● RECORDS SHOWN:
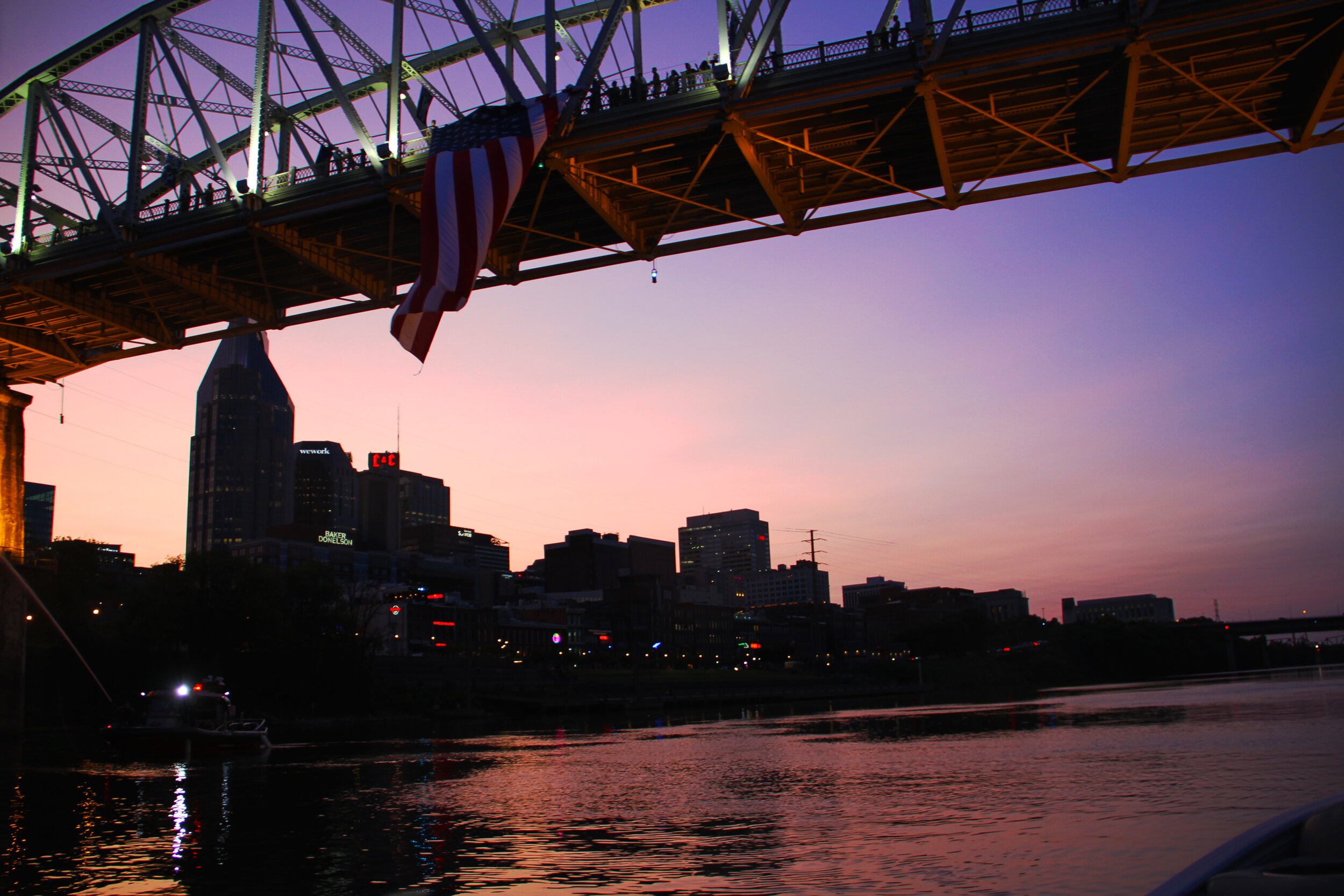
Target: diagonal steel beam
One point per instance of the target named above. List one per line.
(1283, 61)
(135, 175)
(27, 166)
(603, 203)
(335, 85)
(1025, 133)
(104, 206)
(595, 61)
(152, 146)
(948, 25)
(208, 135)
(888, 15)
(205, 285)
(488, 49)
(1035, 135)
(235, 82)
(1135, 65)
(155, 100)
(1323, 98)
(50, 211)
(121, 316)
(768, 31)
(323, 259)
(950, 190)
(1222, 100)
(588, 173)
(278, 49)
(394, 84)
(35, 340)
(260, 128)
(805, 151)
(527, 61)
(742, 135)
(371, 55)
(863, 155)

● WORK TO COMPLETE: Reproduce the rows above with "diagonal steel beam" swapped for "angled steel beam" and nothing else altered. Leave out the pictures.

● ANSWER IN FULL:
Target: angled steel beam
One point per instance of the target named above. List one per line.
(1283, 61)
(135, 175)
(27, 166)
(603, 203)
(335, 85)
(1025, 133)
(104, 206)
(595, 61)
(152, 146)
(948, 25)
(208, 135)
(888, 15)
(205, 285)
(488, 49)
(1035, 135)
(235, 82)
(1135, 65)
(155, 100)
(1323, 98)
(50, 211)
(121, 316)
(768, 31)
(323, 259)
(950, 190)
(1222, 100)
(588, 173)
(278, 49)
(394, 84)
(35, 340)
(260, 128)
(805, 151)
(527, 61)
(742, 135)
(371, 55)
(863, 155)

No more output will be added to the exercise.